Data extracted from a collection
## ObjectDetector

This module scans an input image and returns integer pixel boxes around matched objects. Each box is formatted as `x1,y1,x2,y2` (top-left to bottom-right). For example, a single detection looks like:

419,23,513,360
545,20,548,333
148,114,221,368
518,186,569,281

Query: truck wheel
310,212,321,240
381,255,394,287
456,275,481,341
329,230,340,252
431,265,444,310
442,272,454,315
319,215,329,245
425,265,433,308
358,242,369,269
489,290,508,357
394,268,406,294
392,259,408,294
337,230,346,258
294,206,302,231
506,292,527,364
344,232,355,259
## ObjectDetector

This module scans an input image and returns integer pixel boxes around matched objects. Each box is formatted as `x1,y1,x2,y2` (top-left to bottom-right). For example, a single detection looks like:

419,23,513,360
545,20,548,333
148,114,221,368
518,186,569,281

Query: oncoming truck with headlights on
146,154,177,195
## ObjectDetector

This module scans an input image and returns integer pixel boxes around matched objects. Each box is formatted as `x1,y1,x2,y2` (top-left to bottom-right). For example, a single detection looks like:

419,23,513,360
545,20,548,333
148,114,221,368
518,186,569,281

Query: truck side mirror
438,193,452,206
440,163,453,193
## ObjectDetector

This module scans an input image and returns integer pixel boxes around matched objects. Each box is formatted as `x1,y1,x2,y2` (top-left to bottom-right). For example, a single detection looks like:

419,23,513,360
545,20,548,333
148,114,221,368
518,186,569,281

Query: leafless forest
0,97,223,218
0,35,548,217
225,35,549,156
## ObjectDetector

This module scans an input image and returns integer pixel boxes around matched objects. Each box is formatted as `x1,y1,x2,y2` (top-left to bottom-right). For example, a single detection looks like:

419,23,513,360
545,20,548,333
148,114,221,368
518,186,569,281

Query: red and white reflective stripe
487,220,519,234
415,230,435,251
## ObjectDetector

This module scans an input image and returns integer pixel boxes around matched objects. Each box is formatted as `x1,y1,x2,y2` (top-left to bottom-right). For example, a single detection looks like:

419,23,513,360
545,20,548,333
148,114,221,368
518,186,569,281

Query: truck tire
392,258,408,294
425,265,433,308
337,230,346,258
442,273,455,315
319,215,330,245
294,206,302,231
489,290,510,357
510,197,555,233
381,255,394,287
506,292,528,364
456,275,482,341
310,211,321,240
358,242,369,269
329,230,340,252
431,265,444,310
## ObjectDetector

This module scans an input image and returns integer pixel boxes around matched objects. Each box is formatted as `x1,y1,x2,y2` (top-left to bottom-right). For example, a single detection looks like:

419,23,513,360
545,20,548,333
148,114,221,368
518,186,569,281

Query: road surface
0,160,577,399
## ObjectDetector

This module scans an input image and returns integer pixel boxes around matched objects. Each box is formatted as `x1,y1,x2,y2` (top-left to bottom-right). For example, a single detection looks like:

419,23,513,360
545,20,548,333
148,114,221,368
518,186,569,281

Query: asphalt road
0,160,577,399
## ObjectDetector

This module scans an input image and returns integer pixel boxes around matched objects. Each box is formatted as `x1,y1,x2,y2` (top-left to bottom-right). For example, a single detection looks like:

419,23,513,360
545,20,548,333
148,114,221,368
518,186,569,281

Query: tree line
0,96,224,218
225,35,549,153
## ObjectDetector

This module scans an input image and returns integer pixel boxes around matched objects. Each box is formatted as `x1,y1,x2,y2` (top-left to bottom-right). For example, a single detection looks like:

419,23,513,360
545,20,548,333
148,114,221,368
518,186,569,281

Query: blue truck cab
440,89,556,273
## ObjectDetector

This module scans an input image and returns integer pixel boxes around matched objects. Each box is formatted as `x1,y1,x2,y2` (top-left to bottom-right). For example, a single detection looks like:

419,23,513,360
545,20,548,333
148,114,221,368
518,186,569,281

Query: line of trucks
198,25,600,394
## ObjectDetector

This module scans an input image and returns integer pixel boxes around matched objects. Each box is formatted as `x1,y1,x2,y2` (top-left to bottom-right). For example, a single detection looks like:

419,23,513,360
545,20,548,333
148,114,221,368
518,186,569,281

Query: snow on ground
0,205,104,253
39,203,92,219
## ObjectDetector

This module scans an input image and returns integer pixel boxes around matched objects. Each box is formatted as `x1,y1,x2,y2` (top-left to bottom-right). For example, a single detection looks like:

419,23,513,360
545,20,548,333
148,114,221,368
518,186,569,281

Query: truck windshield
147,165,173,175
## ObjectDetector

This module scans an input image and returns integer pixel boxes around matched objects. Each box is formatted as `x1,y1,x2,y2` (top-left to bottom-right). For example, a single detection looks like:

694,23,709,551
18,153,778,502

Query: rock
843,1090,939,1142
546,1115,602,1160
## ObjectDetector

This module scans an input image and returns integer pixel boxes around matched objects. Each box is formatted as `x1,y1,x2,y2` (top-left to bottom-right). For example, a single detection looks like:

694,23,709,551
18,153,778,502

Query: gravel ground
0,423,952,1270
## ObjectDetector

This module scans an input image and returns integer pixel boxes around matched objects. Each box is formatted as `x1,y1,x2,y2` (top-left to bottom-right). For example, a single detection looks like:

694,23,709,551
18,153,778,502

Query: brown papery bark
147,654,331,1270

What to work on: Reproduce the entries verbatim from their first line through the line containing "442,272,454,315", inclusive.

Expected output:
## ObjectDetector

This module scans an input image and returns integer pixel boxes around matched objects. Each box is formatted as `x1,y1,x2,y2` (top-left to bottom-right). For example, a single detection looks like:

419,23,513,360
545,20,548,333
148,114,221,368
518,186,569,281

Query: truck wheel
310,212,321,240
381,255,394,287
456,275,481,341
329,230,340,252
431,265,444,310
442,272,454,315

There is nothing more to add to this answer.